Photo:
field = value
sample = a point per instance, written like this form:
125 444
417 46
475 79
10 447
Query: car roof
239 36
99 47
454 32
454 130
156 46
○ ○ ○
Please retype all of the data above exactly as it appears.

ANSWER SECTION:
Photo:
field = value
sample = a point per instance, written like this form:
125 444
417 46
475 79
10 447
Query: car roof
239 36
99 47
454 32
454 130
156 46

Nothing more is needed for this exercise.